__PASSAGE TO READ__

+-------+

First, Peskov denied the Trump allegations. “This information does not correspond to reality and is no more than fiction,” he said. Then he insisted that the Kremlin “does not engage in collecting compromising material.” Political motives were behind the release—to halt an improvement in the U.S.-Russian relationship, which was currently “degraded,” Peskov said. Adopting Trump’s own phrase, Peskov called the dossier “a complete fake.” It wasn’t “worth the paper it was written on.”
Anyone familiar with Russian espionage could only crack a wry smile at Peskov’s solemn denials. True, nobody outside the FSB could know if the spy agency did indeed have a Trump video. But there was a rich history of the FSB, and its KGB predecessor, collecting compromising material. And on many occasions filming targets when they engaged in sexual activity, even if this was with a wife or husband.
As I myself knew.
During my time in Russia as a correspondent, the FSB broke into our family apartment as part of a low-level campaign of harassment. Typically, as with the KGB in Steele’s day, they left demonstrative clues. The British embassy in Moscow gave us advice. It said U.S. and UK diplomats, plus their Russian embassy support staff, suffered from similar “house intrusions.” These psychological games dated from KGB times. Probably they featured in Putin’s training manual from the 1970s when he went to spy school. Our apartment was now bugged, British diplomats said.
Returning from a holiday in Berlin, I discovered the FSB had visited us again. During this, their latest break-in, they had left a book by the side of the marital bed. It was in Russian. Its title: “Love, freedom, aloneness.”
It was a sex and relationships manual.
Putin’s guys had helpfully inserted a bookmark on page 110. I turned the pages curiously. The page offered guidance on orgasms. This was a surreal moment: dark, awful, and ridiculous. The FSB’s present was—contemplated after a couple of glasses of vodka—almost hilarious. Was there a technical problem? Or a frequency issue with our lovemaking?
Either way, the FSB’s message was clear: we are watching you.

+-------+

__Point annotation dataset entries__

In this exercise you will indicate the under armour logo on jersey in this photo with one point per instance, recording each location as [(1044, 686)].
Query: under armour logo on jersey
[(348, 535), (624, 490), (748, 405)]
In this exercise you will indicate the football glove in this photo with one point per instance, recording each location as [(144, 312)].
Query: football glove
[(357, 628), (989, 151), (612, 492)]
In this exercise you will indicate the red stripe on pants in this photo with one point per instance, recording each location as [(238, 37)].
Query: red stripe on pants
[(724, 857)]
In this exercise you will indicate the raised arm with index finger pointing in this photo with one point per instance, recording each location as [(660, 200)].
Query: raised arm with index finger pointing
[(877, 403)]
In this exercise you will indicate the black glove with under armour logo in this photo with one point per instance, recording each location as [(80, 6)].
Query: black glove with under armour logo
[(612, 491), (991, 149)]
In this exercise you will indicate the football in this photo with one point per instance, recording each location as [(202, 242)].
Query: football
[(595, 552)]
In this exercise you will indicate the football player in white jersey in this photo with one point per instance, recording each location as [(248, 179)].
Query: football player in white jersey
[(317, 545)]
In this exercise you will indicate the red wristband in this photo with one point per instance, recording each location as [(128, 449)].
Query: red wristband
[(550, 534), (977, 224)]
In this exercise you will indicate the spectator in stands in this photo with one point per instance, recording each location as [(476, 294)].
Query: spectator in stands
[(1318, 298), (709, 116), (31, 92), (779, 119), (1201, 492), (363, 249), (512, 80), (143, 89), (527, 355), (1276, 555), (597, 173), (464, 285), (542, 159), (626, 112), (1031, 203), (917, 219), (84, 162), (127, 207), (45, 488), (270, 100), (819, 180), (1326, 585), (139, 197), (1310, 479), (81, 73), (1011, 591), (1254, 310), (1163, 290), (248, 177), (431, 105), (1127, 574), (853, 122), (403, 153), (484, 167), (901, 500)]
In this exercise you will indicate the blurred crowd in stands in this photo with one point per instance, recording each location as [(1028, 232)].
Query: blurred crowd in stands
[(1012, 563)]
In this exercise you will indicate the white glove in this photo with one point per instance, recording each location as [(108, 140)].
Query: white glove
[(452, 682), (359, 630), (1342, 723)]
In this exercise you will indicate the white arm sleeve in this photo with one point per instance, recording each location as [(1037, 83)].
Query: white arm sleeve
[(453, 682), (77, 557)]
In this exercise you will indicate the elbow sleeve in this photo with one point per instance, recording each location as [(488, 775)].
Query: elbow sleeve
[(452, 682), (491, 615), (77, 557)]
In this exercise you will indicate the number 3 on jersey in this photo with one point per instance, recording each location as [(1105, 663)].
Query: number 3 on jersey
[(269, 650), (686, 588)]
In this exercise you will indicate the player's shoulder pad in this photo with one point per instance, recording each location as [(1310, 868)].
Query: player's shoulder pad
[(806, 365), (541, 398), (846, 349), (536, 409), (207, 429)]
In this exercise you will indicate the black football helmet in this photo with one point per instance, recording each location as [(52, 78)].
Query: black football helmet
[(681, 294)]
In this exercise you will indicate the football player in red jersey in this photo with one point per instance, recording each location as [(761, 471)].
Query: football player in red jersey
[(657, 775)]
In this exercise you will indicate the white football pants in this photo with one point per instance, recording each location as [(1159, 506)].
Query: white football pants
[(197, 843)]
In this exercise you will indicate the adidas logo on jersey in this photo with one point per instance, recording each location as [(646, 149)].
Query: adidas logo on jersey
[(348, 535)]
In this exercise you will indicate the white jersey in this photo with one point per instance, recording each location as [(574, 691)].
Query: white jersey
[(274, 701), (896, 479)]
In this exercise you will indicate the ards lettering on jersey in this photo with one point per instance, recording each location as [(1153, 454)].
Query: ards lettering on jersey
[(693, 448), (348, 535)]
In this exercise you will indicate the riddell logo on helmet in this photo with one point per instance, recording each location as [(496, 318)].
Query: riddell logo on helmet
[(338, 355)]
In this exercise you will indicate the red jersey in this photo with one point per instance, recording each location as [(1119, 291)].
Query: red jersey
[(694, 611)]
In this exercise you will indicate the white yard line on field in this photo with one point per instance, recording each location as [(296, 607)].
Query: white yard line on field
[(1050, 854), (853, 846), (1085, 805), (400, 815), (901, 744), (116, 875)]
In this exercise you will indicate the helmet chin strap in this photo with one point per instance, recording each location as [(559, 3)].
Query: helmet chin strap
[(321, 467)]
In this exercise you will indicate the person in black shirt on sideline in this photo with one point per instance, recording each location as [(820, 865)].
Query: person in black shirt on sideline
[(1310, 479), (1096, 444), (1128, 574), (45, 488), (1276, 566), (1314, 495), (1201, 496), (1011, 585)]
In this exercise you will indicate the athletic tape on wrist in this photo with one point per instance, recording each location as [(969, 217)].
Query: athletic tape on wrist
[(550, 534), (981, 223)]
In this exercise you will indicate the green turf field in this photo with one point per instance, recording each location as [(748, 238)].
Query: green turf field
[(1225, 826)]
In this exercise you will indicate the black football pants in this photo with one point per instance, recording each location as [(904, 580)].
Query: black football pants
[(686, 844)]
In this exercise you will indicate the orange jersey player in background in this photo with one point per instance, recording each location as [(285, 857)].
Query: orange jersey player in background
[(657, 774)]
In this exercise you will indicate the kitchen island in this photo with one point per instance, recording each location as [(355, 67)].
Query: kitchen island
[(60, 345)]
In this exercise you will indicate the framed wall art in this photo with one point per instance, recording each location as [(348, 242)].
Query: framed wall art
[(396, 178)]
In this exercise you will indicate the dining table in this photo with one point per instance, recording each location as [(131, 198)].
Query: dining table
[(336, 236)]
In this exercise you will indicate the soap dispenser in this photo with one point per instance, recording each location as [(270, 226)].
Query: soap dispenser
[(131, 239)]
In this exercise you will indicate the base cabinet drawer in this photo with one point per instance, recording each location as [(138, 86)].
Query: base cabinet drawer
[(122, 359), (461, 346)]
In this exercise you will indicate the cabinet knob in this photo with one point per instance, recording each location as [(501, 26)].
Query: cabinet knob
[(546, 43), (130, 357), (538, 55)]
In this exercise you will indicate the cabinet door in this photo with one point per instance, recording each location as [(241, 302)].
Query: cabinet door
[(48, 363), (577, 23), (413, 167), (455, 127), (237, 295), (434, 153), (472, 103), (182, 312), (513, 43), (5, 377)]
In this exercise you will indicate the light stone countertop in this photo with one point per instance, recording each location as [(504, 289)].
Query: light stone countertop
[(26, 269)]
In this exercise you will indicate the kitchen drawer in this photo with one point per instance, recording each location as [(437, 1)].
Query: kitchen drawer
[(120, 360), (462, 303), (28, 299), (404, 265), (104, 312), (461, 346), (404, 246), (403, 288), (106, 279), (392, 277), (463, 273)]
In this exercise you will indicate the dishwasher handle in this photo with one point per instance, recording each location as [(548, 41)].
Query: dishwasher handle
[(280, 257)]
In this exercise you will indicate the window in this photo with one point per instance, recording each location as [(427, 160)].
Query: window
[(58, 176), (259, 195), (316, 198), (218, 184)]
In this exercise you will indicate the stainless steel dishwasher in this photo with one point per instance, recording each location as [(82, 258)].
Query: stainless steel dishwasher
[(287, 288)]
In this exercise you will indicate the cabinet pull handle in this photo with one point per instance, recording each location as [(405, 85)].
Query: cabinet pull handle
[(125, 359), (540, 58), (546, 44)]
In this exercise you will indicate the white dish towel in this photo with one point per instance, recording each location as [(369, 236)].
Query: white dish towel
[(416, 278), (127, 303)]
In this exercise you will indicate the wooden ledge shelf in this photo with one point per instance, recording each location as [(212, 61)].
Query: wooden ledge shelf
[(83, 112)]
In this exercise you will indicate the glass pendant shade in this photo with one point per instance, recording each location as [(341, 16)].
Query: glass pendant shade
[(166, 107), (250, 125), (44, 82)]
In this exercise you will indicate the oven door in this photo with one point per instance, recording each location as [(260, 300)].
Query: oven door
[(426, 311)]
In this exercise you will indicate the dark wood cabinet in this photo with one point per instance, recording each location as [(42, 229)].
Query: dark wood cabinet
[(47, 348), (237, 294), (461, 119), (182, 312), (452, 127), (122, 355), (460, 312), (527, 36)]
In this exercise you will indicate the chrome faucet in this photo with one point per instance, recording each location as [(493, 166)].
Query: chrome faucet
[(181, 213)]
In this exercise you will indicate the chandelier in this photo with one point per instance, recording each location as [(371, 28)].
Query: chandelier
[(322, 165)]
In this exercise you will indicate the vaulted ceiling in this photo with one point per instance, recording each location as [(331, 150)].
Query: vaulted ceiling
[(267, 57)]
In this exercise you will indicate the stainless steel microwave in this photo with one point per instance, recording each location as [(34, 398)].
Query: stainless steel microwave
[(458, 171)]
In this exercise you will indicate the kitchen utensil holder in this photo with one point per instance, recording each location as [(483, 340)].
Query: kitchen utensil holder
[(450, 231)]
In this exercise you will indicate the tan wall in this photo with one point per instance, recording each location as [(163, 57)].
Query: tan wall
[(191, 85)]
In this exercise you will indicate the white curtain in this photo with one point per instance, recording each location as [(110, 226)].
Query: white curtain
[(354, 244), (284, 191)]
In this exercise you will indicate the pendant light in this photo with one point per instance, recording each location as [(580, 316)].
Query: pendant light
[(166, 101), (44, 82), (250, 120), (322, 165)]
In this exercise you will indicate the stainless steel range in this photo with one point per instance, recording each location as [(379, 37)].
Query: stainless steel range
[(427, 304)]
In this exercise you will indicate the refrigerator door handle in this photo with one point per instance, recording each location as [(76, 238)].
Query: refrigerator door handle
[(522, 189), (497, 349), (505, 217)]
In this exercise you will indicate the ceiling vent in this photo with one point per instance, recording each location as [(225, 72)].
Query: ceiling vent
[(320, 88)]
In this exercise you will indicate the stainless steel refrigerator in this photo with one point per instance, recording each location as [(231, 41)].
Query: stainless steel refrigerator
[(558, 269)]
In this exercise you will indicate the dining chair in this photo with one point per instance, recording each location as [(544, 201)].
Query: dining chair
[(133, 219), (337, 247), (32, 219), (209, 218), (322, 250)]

+-------+

__STATED TASK 1__
Can you sum up the passage on Peskov's denials and the FSB in two sentences?
__STATED TASK 2__
Quote the entries from the line that contains "In this exercise you will indicate the kitchen drawer" through the line that contains "Query: kitchen drawer".

__TASK OUTPUT 1__
Peskov denied the Trump allegations, called the dossier "a complete fake," and insisted the Kremlin does not collect compromising material, though the FSB and the KGB before it had a rich history of doing so, often filming targets during sexual activity. While working as a correspondent in Russia, the writer had the family apartment broken into by the FSB, which once left a sex manual bookmarked at a page on orgasms, a clear message that they were watching.

__TASK OUTPUT 2__
In this exercise you will indicate the kitchen drawer in this photo with one point per instance, recording each location as [(437, 1)].
Query: kitchen drawer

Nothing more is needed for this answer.